### What you need to do
Display each line of the data below that contains the string "green". Case matters.

• • •

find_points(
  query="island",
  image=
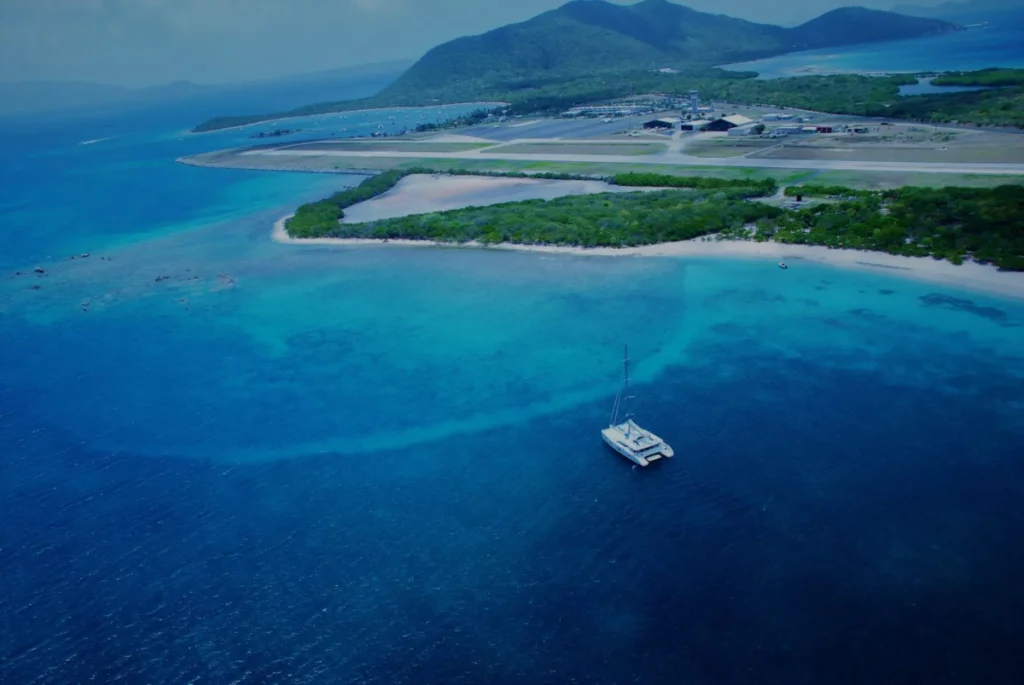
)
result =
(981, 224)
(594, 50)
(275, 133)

• • •

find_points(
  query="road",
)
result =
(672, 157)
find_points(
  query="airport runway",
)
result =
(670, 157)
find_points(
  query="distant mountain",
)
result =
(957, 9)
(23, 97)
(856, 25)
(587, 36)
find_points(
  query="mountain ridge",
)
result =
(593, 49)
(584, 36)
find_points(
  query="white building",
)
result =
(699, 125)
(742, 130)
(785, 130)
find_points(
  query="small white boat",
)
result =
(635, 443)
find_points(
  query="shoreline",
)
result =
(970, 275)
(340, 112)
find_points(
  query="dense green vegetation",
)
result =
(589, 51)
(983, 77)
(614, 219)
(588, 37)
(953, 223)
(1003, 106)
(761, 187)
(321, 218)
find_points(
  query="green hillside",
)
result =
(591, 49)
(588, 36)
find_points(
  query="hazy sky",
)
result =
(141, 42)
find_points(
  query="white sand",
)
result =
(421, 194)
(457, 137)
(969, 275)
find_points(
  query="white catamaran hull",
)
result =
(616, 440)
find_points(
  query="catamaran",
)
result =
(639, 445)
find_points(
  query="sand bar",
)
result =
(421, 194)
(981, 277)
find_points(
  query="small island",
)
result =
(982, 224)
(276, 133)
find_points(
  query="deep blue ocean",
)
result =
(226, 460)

• • •

### Complete output
  query="dense green vegetation",
  query="green hillside",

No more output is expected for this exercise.